■ **Extracted information**
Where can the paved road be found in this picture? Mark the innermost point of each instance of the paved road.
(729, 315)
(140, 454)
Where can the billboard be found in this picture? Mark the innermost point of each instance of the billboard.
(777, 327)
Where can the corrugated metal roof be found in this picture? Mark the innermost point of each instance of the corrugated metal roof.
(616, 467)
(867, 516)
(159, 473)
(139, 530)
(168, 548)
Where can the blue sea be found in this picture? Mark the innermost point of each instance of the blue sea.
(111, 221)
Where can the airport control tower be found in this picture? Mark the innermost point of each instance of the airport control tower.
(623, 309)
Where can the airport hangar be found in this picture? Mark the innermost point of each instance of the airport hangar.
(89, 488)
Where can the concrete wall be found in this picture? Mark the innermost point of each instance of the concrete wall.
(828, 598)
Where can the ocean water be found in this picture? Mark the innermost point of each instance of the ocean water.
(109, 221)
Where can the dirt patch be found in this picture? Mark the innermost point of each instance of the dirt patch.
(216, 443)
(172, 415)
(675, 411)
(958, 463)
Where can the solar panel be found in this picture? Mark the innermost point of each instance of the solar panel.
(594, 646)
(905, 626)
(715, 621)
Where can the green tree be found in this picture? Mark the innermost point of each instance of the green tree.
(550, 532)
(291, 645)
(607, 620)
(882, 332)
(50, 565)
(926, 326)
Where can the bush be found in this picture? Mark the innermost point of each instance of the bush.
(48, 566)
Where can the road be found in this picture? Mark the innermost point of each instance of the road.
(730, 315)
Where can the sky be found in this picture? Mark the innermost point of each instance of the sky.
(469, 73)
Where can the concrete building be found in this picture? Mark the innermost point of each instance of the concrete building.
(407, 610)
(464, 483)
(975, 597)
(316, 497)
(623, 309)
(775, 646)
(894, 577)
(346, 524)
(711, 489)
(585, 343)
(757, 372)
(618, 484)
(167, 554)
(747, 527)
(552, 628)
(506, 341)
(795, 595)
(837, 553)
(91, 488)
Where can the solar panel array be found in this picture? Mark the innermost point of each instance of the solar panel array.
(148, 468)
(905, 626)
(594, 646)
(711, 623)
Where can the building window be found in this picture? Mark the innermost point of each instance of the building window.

==

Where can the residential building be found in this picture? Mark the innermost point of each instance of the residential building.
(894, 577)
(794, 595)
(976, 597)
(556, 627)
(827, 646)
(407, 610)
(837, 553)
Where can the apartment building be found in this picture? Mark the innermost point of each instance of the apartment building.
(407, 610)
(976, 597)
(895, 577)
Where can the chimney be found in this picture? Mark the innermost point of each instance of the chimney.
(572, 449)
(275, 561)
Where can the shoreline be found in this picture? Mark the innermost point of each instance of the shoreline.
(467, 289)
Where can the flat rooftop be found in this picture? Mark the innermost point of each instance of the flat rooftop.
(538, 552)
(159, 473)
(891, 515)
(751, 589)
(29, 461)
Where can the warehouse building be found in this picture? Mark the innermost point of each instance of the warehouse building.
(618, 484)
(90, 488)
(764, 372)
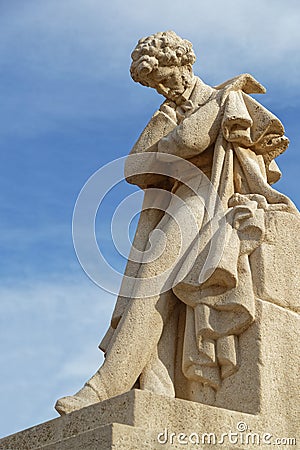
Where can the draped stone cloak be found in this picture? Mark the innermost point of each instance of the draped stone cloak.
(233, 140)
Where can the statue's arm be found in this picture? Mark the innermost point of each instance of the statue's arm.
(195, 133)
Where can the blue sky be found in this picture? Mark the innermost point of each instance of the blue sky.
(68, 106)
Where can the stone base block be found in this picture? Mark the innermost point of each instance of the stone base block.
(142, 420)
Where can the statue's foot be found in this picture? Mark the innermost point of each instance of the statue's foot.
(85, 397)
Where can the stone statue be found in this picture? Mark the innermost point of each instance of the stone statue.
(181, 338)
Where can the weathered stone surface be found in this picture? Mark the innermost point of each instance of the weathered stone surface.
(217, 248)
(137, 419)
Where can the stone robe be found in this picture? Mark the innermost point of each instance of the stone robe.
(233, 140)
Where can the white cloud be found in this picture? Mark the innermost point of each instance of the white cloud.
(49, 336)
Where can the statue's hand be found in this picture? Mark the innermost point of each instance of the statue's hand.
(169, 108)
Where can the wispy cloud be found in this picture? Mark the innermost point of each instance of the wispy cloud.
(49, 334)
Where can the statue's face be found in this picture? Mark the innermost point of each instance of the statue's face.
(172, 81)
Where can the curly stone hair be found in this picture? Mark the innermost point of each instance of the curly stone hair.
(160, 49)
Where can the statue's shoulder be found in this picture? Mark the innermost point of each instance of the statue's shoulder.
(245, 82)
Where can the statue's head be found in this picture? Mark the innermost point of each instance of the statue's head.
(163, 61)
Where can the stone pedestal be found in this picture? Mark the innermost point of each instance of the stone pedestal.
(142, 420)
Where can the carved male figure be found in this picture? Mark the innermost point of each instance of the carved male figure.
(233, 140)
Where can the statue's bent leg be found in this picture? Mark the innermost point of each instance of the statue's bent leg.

■ **What is being asked**
Copy the part of the entries that opens with the line containing "Where can the green" and closes with the line containing "Where can the building", both lines included and the requests kept as they are. Scale each coordinate in the answers by 1.8 and round it to a whole number, rounding halves up.

■ **The solution**
Where can the green tree be found in this picture? Mark the innermost point of each instance of the green tree.
(990, 958)
(524, 1161)
(1093, 1116)
(1588, 598)
(90, 1017)
(1667, 587)
Where can the bush be found in this picture? Mark the innermost point of each instance of the bush.
(86, 1019)
Where can the road be found in this picture? Mark the innermost point of each instance of the road.
(1314, 567)
Where can the sky be found in this picture? Mark the innermost point of each instance of the sky.
(844, 131)
Where can the concrete building be found in this picture? Mark the innermost point of each instance of the concrete building.
(733, 1098)
(835, 869)
(1755, 1075)
(569, 895)
(1121, 556)
(1395, 1163)
(1609, 1039)
(623, 943)
(1280, 880)
(1053, 617)
(1363, 670)
(1112, 871)
(301, 997)
(1345, 949)
(994, 1130)
(911, 614)
(1431, 1071)
(1507, 995)
(164, 878)
Where can the solar panel array be found in this picture? Mark the innermost point of each instance of the solar panel array.
(266, 842)
(1629, 1127)
(1069, 1163)
(1280, 1121)
Where can the building window be found in this picture? Mark the innermost point of each instance of the building window.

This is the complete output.